[TEXT SECTION start]
So I ended up in Jaipur, another big city like Delhi (but still not). I was dropped outside the railway station and the traffic was killing me, I had to get away quick.
I just headed straight in between two houses and started walking, instantly shouted at by local people, wanting to bring me there and sell me that. I’ve learned so far to just keep my eyes straight forward, walk with security (not necessarily quick) and to just be polite and short when they talk to me while I’m walking. This works fine.
I went to a Internet spot, figured I might google some good backpacker hangouts. Nothing.
As I walked out on the street, I was greeted by another Indian guy, Zakir. He would bring me to a hostel, and I agreed on the basis that the car ride would be free if I decided to stay on the hostel. He looked at me with a face saying “Who do you think I am? A hustler? A cheating man?”. That’s exactly what I thought…
We took a ride in his car, great car by the way, and the place was just around the corner, literally. We could have walked there within two minutes. He spent a while explaining that his car is everything, and that its “more important than life and wife”. I asked if he was married. “You want to know if I have wife?” he replied. “No are you married to your car, I imagine a big wedding”. He laughed.
He took me to a expensive place (500 rupies), which I declined. I wanted to go down in prices now, down in quality.
We got to a really shitty place, I mean, there was nothing even indicating this was a place to stay (Except some small sign). I felt like turning around and leave, but decided to not judge the book by its cover, and had the owner show me around. There was a English guy sitting in a corner of some dark concrete part of the area, and talking with him gave a lot.
The rooms where OK, and for 300 rupees I got a room with hot water. Trash can and toilet paper was not included. I felt excellent!
Zakir was very eager to follow me wherever i went, and sometimes this was great, he would get down prizes for me in the shops in a way I’ve never seen before. He’d buy stuff with me, and then send me off to the shop and ask myself for prizes. They where always more expensive when I didn’t bring him.
Zakir was also very eager to tell me that he saw me as a “friend and as a brother”. He told me that money is no matter to him, and that I should follow my heart. A good reminder I thought, but I told him. “Zakir I appreciate your words, but they are just that, words. You show me in actions who you are, and in love, and I will trust you.” I think he understood, and actually the only thing I’ve given him so far are cigarettes and beer. For me this is friendship, and not hustling.
The second day I spent here new travellers arrived, from Israel, Germany and the U.S. We all had bear and played a board game (Kerum). Great game! I’ve played it in Thailand before. Its like pool but on a board, and you use your fingers.
[TEXT SECTION end]
[SUPPLIED INFORMATION start]
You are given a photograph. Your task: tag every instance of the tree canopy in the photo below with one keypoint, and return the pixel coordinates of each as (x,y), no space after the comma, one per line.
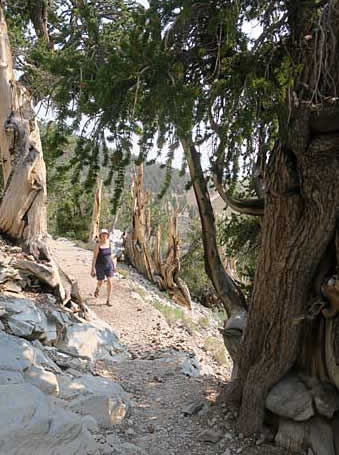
(266,107)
[SUPPLIED INFORMATION end]
▸ **EXERCISES TO COMPLETE**:
**A)** Answer these questions from the Jaipur travel account, one line each:
(i) According to Zakir, what is his car more important than?
(ii) How much did the room the writer took cost, and what did it have?
(iii) What board game did the travelers play on the second day?
**B)** In one to three sentences, explain why the writer of the Jaipur travel account turned down the first place Zakir showed.
**C)** Carry the Jaipur travel account forward from its last sentence.

▸ **THE REPLIES**:
**A)**
(i) Life and wife.
(ii) 300 rupees; it had hot water.
(iii) Kerum.

**B)** The place cost 500 rupees, and the writer wanted to go down in prices, even if that meant lower quality.

**C)**
Zakir kept taking away the newcomers on “private talks”. I heard the words “friend” and “brother” coming over and over again. It didn’t surprise me… He talked to me several times about the “friend and brother” thing, and once when we had Whiskey he just went loose. “You follow your eyes and your heart sir” (he told me for the tenth time) “and you decide who to trust, you are like friend and like brother to me”.
What he said was true, but for me, when a person tells you ten times to trust him, I loose the trust.
I looked into his eyes, felt with my heart, and decided to not put trust into him, how ironic it may seem….
The owner of the hotel (Liyakat), on the other hand, was a old man, full of joy and age. He put no energy in trying to talk me over, but gave me confident in his smiles when we talked, and good advice when needed. His eyes where shining, and as the days went by he proved to me great honesty, and little to none eager for money. I went down from 300 rupies to 250 rupies in price of my room (moving to one with no hot water).
One evening Zakir wanted another “private chat” which I agreed on. He told me new tourists are coming by train, and they will go by car to try and get them to stay at this hotel. “Help us bring the tourists here, and I will get for you 50 rupees discount”. I gave him a clear “no”, and explained that for me, its important to not give “good advice” to people when you’re actually being paid by someone to give that advice, its just not honest. I realise now that working with advertisement back home, this is exactly what I’ve been doing for 6 years…
Zakir respected me, and they went off. I sat down and had some beer with the German man. One side of me was proud of the fact that I stood up for my honesty, and one side felt that I actually would like to recommend this place to coming travellers, mostly because of the owner. However, going there with the pressure to bring people in, was just not the way.
The next day I went to the train station to get a ticket from Jaipur to Agra (On my way to Veranasi). Standing in line, I could see a group of four travellers, quite confused. I guided them to the “Foreign tourist and freedom fighters” counter, yes, its actually called that. Its a shorter line for tourists to get tickets. I helped them out with the form, realising they where from Russia, and just arrived. They where happy to meet me.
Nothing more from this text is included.